LESETEXT:
------------------------------------------------
Es ist offensichtlich nicht das Ziel der Polizeibeamten, den Fahrzeugfluss unnötig zu behindern. Im zweieinhalbstündigen F.A.Z.-Beobachtungszeitraum staut sich der Verkehr an der österreichischen Brückenauffahrt allenfalls minimal. Am Freitagnachmittag soll das noch anders gewesen sein. Ein österreichischer Busfahrer berichtet von 40 Minuten Wartezeit. Es gibt hier in der Region viele, die zum Arbeiten auf die je andere Seite der Grenze fahren – oder zum Einkaufen, etwa in die Globus Markthalle Freilassing oder zu Kaufland. Die österreichischen Bürger sollen das auch weiterhin können und wollen.

Angehalten wird vor allem, wer auffällt

Auch deswegen halten die Bundespolizisten an ihrem neu angeschafften Dienstcontainer nur diejenigen Fahrzeuge auf und winken sie im Zweifel an die Seite, die Fragen aufwerfen oder bei denen ihnen ihr einsatzgestähltes Bauchgefühl sagt, dass ein zweiter Blick angezeigt sein könnte: Wenn etwa das Fahrzeug nicht zum Fahrer passt, wenn die Fahrweise auf Nervosität schließen lässt, wenn sich dieser Eindruck bei einer ersten Ansprache verfestigt. Auch mit schwer einsehbaren Transportern ist die Wahrscheinlichkeit groß, kontrolliert zu werden. Selbst wenn darauf das unschuldig wirkende „Daniels Dekoland“ steht, das laut Schriftzug im nahen Piding beheimatet ist.
------------------------------------------------
BEREITGESTELLTE ANGABEN:
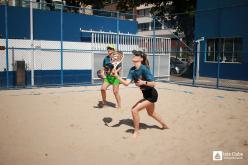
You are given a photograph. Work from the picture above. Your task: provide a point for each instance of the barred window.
(230, 50)
(143, 26)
------------------------------------------------
ZU ERLEDIGEN:
1) Entnimm dem Text über die Grenzkontrollen der Bundespolizei wortgetreu die Stelle, die bei „Es ist offensichtlich“ anfängt und bei „können und wollen.“ aufhört.
2) Schreib den Text über die Grenzkontrollen der Bundespolizei im Anschluss an seinen letzten Satz weiter.
Das Material steht für sich und gehört nicht zum Lesetext.

ERGEBNISSE JE AUFGABE:
1)
Es ist offensichtlich nicht das Ziel der Polizeibeamten, den Fahrzeugfluss unnötig zu behindern. Im zweieinhalbstündigen F.A.Z.-Beobachtungszeitraum staut sich der Verkehr an der österreichischen Brückenauffahrt allenfalls minimal. Am Freitagnachmittag soll das noch anders gewesen sein. Ein österreichischer Busfahrer berichtet von 40 Minuten Wartezeit. Es gibt hier in der Region viele, die zum Arbeiten auf die je andere Seite der Grenze fahren – oder zum Einkaufen, etwa in die Globus Markthalle Freilassing oder zu Kaufland. Die österreichischen Bürger sollen das auch weiterhin können und wollen.

2)
Je nachdem, was die Beamten finden, kann es sein, dass sie die Angelegenheit der Landespolizei oder dem Zoll überantworten. Wenn es sich aber um Grenzvergehen handelt, ist die Bundespolizei in der Pflicht. Zurückweisungen am Grenzübergang Freilassing-Salzburg gab es auch bisher schon – bei Leuten, die etwa ohne gültige Papiere über die Grenze wollten, jedoch kein Asylgesuch stellten. Das läuft offenbar so ab: Man kündigt der österreichischen Seite an, dass man jemanden aufgegriffen habe und lässt den Kollegen dann zwei Stunden Zeit zu überlegen, wie sie damit verfahren wollen – sprich, ob es eine formelle behördliche Übernahme geben solle. Gleich drüben nach der Brücke ist immerhin die Polizeiinspektion Salzburg Fremdenpolizei – das Pendant zur Bundespolizei.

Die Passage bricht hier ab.